Passage:
+ + + +
- Theatrical release poster
- Directed by: Anthony Pelissier
- Screenplay by: Winston Graham
- Based on: Night Without Stars by Winston Graham
- Produced by: Hugh Stewart
- Starring: David Farrar; Nadia Gray; Maurice Teynac; Gérard Landry; June Clyde;
- Cinematography: Guy Green
- Edited by: John Seabourne Sr.
- Music by: William Alwyn
- Production company: Europa Productions
- Distributed by: General Film Distributors; (UK 1951); RKO Radio Pictures; (USA 1952);
- Release date: 4 April 1951 (London);
- Running time: 86 minutes (UK); 75 minutes (USA);
- Country: United Kingdom
- Language: English

= Night Without Stars =

1951 British film by Anthony Pelissier

Night Without Stars is a 1951 British black-and-white dramatic thriller film directed by Anthony Pelissier and starring David Farrar, Nadia Gray and Maurice Teynac. The screenplay was by Winston Graham based on his 1950 novel of the same name. The film was produced by Hugh Stewart.
+ + + +
Stored data:
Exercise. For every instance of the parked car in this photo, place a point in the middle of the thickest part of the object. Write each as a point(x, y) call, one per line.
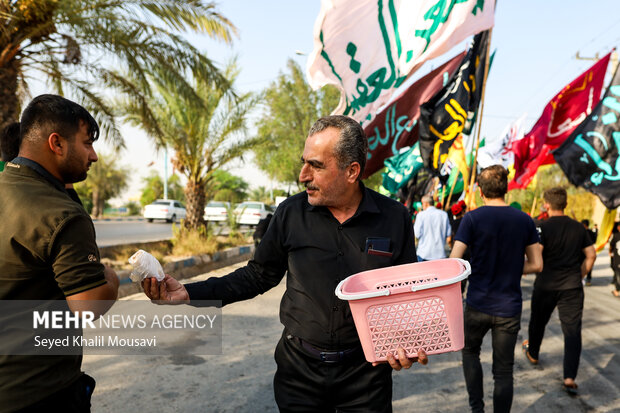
+ + + +
Complete the following:
1 – Do these statements agree with the Night Without Stars entry? Answer each with yes or no and quote the deciding words.
(a) The film was made in color.
(b) The screenplay was written by the author of the novel the film is based on.
(c) The US version ran longer than the UK version.
2 – Answer these questions from the Night Without Stars entry.
(a) Who handled the cinematography?
(b) Which company distributed the film in the USA in 1952?
(c) In what year was the novel published?
3 – Print the part of the Night Without Stars entry from "Night Without Stars is" to "by Hugh Stewart.".

Solution set:
1 –
(a) No. "Night Without Stars is a 1951 British black-and-white dramatic thriller film"
(b) Yes. "The screenplay was by Winston Graham based on his 1950 novel of the same name."
(c) No. "Running time: 86 minutes (UK); 75 minutes (USA);"

2 –
(a) Guy Green
(b) RKO Radio Pictures
(c) 1950

3 –
Night Without Stars is a 1951 British black-and-white dramatic thriller film directed by Anthony Pelissier and starring David Farrar, Nadia Gray and Maurice Teynac. The screenplay was by Winston Graham based on his 1950 novel of the same name. The film was produced by Hugh Stewart.